To do ->
1. Return the part of the passage on the UCSC police email between "If this all" and "and surgically removed.", inclusive, copied word for word.
2. Resume the passage on the UCSC police email, continuing from its last sentence.

Text under study ->
Thank you in advance for your understanding and cooperation.
Nader Oweis, Chief of Police
University of California, Santa Cruz Police Department
The first thing you should notice is that this is not an email from Student Affairs, but from the UCSC Police Department, signed by the UCSC Chief of Police. Not surprisingly, the rhetoric of student affairs (“positive choices”!) has been replaced with the language of “hazards” and “public safety.” The language of branding has become the language of threat. And indeed, we find in this email the appearance of the new favorite bogeyman of UC administrators statewide: the unaffiliated person. As the email notes,
Because this activity attracts people who are unaffiliated with the campus, please make an extra effort to be aware of suspicious activity — and please don’t hesitate to immediately alert the UC Santa Cruz Police Department of such activity.
If this all sounds familiar to you, it should. The Reynoso/Kroll report (released last week) is an investigation of the administrative failures that produced the “pepper-spraying incident” at UC Davis. And, as reclaim UC and others note, the “non-affiliate” plays a starring role in the justification for police violence. You should read the entire piece at reclaim UC, of course, but here’s a key analysis:
The language of the administration depicts the “non-affiliate” as a highly sexualized, racialized, and criminalized body, a foreign, contaminating body, a body that does not belong, that, like a cancer, presents a clear and present danger, that must be quickly identified and surgically removed.

Stored items ->
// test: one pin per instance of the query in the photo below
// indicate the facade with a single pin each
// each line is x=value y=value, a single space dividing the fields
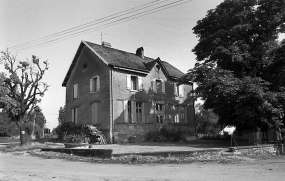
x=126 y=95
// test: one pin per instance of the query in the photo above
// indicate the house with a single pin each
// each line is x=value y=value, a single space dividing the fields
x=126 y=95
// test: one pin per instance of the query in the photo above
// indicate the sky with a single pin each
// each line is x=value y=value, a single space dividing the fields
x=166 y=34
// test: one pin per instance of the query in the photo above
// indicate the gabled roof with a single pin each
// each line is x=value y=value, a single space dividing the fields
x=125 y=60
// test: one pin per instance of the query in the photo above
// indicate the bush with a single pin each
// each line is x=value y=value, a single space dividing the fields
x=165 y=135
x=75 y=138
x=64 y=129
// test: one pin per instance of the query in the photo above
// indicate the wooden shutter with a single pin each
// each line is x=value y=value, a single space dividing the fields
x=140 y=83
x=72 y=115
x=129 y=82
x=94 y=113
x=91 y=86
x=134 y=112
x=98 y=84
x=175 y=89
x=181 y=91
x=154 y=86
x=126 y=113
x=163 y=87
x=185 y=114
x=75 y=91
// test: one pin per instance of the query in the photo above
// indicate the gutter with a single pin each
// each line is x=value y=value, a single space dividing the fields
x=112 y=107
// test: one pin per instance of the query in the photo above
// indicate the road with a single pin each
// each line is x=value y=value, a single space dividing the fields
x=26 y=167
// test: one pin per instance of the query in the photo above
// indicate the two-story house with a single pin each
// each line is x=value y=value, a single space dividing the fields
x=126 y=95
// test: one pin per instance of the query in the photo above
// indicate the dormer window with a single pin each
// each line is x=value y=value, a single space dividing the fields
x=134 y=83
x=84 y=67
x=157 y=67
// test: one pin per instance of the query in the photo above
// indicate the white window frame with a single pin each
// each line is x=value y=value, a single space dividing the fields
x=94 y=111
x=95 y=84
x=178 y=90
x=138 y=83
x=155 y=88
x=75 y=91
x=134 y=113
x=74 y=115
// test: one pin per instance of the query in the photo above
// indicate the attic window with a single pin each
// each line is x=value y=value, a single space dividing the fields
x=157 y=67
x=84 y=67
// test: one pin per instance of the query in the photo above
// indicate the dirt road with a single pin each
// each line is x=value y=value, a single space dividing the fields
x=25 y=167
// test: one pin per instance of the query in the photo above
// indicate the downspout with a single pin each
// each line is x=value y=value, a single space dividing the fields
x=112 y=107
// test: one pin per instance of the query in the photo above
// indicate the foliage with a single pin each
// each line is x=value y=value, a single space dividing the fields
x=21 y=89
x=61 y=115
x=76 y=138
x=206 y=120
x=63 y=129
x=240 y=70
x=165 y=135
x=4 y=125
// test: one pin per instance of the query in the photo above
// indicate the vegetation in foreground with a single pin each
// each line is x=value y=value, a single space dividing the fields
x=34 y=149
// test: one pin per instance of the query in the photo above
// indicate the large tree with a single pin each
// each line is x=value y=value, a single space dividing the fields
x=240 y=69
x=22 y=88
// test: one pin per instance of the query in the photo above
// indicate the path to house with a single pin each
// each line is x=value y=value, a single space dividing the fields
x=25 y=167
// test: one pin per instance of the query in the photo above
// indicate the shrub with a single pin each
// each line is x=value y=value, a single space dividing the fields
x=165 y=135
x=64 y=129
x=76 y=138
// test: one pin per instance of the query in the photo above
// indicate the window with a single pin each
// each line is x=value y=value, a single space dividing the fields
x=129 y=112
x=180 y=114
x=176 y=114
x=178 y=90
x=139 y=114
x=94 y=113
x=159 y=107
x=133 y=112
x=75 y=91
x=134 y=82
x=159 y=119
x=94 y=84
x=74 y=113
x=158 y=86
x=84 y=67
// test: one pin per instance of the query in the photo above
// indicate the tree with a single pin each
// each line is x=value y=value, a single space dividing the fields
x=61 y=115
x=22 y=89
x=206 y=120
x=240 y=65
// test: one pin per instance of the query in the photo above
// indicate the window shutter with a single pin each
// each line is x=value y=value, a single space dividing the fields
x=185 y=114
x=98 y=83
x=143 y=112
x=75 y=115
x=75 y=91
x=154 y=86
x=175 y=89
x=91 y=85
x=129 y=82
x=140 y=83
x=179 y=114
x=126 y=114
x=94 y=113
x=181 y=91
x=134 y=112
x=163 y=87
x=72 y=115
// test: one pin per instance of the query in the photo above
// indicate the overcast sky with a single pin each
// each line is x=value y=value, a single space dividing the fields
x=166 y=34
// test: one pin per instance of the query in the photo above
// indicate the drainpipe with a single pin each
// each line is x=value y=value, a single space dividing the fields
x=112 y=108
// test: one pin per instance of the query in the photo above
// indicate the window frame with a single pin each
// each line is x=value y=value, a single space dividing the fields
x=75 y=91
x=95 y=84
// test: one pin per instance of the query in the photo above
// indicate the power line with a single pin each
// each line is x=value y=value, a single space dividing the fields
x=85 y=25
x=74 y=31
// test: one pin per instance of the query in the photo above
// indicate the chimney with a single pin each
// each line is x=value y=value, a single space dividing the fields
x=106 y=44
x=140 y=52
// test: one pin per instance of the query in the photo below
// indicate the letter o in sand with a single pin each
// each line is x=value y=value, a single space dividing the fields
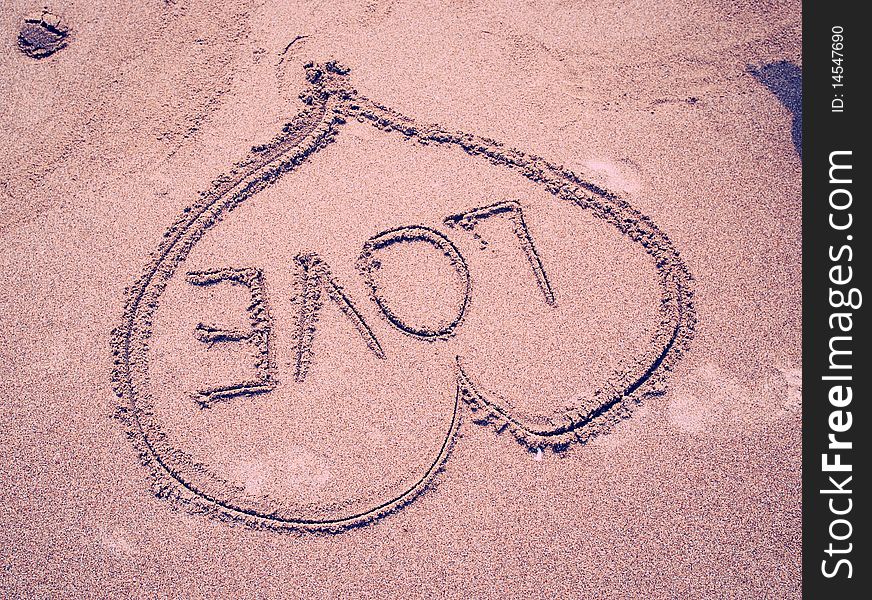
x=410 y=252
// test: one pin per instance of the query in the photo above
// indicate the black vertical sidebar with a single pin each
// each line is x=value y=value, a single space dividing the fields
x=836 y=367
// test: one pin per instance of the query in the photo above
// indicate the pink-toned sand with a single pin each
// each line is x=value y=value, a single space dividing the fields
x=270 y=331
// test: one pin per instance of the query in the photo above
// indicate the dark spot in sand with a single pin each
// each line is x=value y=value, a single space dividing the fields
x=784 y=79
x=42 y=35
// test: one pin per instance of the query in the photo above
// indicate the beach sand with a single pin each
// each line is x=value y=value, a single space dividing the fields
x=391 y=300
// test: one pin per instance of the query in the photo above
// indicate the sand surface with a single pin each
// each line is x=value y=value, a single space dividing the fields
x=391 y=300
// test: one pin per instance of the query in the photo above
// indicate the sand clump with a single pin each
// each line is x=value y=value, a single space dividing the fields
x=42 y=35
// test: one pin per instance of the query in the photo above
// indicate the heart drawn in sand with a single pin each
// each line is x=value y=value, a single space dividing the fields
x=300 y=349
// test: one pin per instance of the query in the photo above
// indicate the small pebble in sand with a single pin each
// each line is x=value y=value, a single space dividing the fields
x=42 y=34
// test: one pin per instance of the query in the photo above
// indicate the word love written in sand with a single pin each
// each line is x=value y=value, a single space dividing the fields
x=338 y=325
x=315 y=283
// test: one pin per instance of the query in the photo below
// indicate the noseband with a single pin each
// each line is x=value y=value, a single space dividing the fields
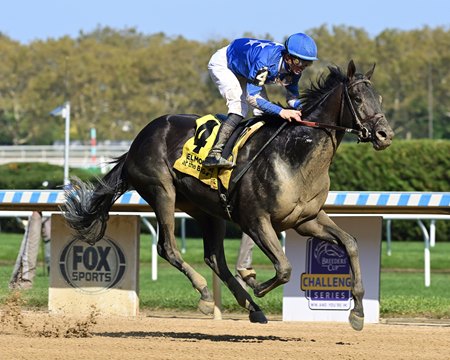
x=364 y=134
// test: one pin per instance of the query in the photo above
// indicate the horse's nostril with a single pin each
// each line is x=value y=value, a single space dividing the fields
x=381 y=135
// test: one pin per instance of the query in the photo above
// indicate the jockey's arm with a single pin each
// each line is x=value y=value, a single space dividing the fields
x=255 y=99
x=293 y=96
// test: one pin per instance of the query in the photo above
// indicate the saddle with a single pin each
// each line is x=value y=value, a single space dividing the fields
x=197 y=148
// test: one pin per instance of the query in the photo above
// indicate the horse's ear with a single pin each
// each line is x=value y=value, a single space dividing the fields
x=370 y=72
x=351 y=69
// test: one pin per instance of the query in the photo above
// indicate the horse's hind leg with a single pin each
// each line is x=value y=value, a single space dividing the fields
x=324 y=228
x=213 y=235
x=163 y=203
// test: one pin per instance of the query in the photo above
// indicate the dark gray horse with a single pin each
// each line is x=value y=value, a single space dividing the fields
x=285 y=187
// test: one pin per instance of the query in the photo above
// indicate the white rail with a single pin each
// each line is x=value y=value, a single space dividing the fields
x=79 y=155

* * *

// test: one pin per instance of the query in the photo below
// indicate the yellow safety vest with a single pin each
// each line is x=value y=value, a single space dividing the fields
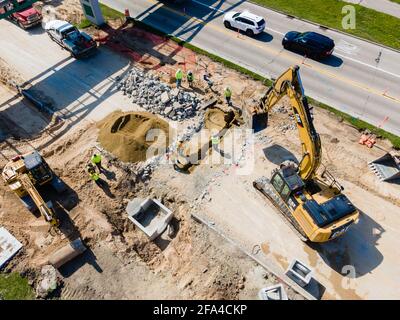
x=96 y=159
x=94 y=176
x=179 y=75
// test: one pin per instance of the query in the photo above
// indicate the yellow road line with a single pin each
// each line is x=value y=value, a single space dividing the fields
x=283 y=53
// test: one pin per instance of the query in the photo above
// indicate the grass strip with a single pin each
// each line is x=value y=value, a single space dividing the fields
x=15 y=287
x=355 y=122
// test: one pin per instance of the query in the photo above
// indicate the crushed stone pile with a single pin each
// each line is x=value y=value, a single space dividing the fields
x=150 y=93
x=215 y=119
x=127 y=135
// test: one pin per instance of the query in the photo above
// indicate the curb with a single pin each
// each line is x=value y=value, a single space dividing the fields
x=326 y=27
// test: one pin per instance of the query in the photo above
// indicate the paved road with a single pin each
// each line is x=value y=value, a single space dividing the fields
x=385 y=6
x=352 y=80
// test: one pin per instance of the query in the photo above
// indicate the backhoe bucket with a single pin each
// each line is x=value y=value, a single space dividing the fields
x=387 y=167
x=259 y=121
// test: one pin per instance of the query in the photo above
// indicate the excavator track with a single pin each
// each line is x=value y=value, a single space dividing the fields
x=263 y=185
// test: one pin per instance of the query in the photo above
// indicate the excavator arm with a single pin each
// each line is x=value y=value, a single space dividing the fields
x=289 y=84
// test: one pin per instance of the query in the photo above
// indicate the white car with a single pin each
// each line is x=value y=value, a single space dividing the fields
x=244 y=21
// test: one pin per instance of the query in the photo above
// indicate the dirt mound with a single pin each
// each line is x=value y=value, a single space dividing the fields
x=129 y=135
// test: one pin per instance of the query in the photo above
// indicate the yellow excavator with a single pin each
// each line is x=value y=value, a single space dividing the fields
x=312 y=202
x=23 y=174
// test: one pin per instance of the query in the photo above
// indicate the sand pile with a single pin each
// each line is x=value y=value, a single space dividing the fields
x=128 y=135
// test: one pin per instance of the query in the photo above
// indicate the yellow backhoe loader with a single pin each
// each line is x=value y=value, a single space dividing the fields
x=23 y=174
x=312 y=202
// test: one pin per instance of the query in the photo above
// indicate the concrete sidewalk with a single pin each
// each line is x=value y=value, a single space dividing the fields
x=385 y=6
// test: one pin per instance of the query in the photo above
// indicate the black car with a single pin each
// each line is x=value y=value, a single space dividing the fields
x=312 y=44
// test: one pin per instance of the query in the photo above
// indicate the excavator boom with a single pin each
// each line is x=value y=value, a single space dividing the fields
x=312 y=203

==

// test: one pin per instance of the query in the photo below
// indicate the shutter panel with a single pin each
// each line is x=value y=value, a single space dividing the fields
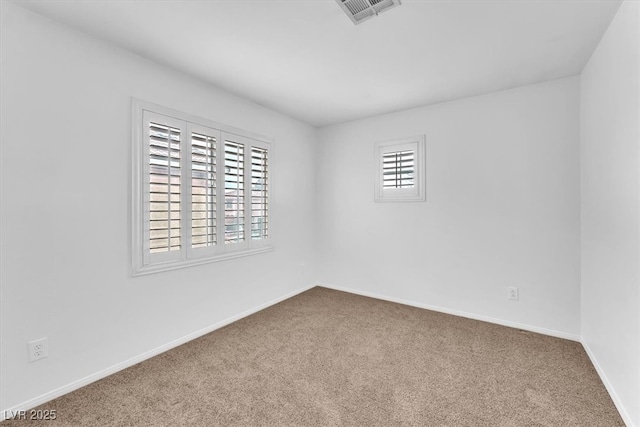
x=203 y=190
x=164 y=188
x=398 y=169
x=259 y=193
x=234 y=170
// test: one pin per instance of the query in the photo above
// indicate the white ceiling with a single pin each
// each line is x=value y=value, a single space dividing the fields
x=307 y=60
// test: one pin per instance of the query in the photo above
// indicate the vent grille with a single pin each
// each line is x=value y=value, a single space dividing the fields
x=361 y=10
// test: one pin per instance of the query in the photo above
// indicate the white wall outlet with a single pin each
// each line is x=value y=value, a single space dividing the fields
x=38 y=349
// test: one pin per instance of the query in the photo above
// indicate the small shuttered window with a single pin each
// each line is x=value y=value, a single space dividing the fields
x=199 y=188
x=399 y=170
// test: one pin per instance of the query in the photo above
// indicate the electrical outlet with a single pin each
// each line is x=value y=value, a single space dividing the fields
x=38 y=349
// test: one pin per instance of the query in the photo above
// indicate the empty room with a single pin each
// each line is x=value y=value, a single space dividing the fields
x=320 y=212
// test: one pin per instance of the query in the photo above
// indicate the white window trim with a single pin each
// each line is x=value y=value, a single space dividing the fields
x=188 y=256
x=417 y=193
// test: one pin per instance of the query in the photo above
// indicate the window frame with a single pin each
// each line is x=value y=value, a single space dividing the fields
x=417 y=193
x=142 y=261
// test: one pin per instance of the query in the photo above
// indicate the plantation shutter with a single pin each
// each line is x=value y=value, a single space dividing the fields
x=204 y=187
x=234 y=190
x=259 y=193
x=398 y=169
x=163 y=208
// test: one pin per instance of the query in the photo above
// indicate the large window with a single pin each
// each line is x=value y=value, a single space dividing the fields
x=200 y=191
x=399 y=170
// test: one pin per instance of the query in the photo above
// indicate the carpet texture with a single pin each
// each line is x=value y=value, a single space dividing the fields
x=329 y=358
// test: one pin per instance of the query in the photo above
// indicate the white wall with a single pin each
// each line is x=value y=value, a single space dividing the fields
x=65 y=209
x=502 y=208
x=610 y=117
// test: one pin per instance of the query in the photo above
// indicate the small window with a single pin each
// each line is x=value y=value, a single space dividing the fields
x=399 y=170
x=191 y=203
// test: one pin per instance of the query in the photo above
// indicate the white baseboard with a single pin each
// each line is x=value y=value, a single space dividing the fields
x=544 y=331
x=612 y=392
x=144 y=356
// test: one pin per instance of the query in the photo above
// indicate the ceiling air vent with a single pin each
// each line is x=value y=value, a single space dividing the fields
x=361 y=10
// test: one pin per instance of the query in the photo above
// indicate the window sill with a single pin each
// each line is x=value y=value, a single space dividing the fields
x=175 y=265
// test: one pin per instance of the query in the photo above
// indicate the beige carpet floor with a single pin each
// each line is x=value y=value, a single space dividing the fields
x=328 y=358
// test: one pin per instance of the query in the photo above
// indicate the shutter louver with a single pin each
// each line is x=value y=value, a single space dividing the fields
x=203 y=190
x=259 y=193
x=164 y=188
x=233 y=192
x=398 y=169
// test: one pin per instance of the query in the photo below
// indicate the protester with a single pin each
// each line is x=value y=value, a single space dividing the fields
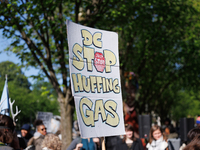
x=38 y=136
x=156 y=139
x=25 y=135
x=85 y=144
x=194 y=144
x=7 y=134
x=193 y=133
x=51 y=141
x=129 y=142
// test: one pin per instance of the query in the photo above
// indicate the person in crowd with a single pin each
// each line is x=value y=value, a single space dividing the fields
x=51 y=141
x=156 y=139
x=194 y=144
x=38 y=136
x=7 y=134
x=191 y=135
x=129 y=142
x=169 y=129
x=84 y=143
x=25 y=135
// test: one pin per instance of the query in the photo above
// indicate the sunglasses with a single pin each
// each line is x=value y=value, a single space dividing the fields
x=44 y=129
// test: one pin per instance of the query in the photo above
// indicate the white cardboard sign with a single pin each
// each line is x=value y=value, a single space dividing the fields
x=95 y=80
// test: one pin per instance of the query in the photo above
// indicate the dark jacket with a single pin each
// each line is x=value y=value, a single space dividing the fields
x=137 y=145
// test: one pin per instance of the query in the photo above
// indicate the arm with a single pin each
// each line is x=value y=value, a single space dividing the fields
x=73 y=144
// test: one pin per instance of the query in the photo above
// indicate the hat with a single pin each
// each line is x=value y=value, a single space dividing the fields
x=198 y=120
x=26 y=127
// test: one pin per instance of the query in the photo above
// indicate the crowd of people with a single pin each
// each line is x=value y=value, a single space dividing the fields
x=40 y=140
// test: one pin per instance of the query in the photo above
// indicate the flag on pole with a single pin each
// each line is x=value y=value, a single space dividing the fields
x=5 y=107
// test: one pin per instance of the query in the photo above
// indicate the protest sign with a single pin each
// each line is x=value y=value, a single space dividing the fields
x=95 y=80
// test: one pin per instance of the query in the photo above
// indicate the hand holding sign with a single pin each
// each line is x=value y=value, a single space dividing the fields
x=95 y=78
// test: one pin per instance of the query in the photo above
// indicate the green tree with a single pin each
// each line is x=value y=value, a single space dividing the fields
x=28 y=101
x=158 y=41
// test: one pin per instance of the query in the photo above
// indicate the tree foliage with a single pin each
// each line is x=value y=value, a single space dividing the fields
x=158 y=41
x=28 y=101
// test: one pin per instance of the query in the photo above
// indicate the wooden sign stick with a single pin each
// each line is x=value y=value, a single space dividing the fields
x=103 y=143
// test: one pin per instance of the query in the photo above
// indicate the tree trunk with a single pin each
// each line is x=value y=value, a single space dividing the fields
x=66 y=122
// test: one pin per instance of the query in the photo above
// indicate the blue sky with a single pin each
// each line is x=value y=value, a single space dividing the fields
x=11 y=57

Answers to the exercise ->
1.
If this all sounds familiar to you, it should. The Reynoso/Kroll report (released last week) is an investigation of the administrative failures that produced the “pepper-spraying incident” at UC Davis. And, as reclaim UC and others note, the “non-affiliate” plays a starring role in the justification for police violence. You should read the entire piece at reclaim UC, of course, but here’s a key analysis:
The language of the administration depicts the “non-affiliate” as a highly sexualized, racialized, and criminalized body, a foreign, contaminating body, a body that does not belong, that, like a cancer, presents a clear and present danger, that must be quickly identified and surgically removed.

2.
Indeed, as another indispensible analysis (by Aaron Bady, here) points out, “non-affiliates” were the entire justification for shutting down the encampment at Davis:
To put it as simply as possible, there is no law against setting up tents in the day-time, and the UCDPD had no legal basis for what they did. They just didn’t. And since the presence of “non-affiliates” was the only possible legal fig leaf the campus administrators and police had to rely on, they had to believe in them, with all the faith of a 2003-era war hawk arguing about WMD’s in Iraq. Since Katehi wanted to destroy the camps, above all — and as the reports make very clear, the one non-negotiable objective was that the camps go, regardless of legal warrant — they had to imagine into existence a world in which such an action was defensible. They had to imagine Oakland bursting out of Davis. And so they did.
And so, just a few months after the threat of “non-affiliates” allowed UCD PD to rid the campus of an event that offended the Chancellor, we receive an email from UCSC PD about an event that offends the UCSC Chancellor in which the specter of “unaffiliated” people is raised. You don’t need a giant cloud of pot smoke to see which way the wind is blowing.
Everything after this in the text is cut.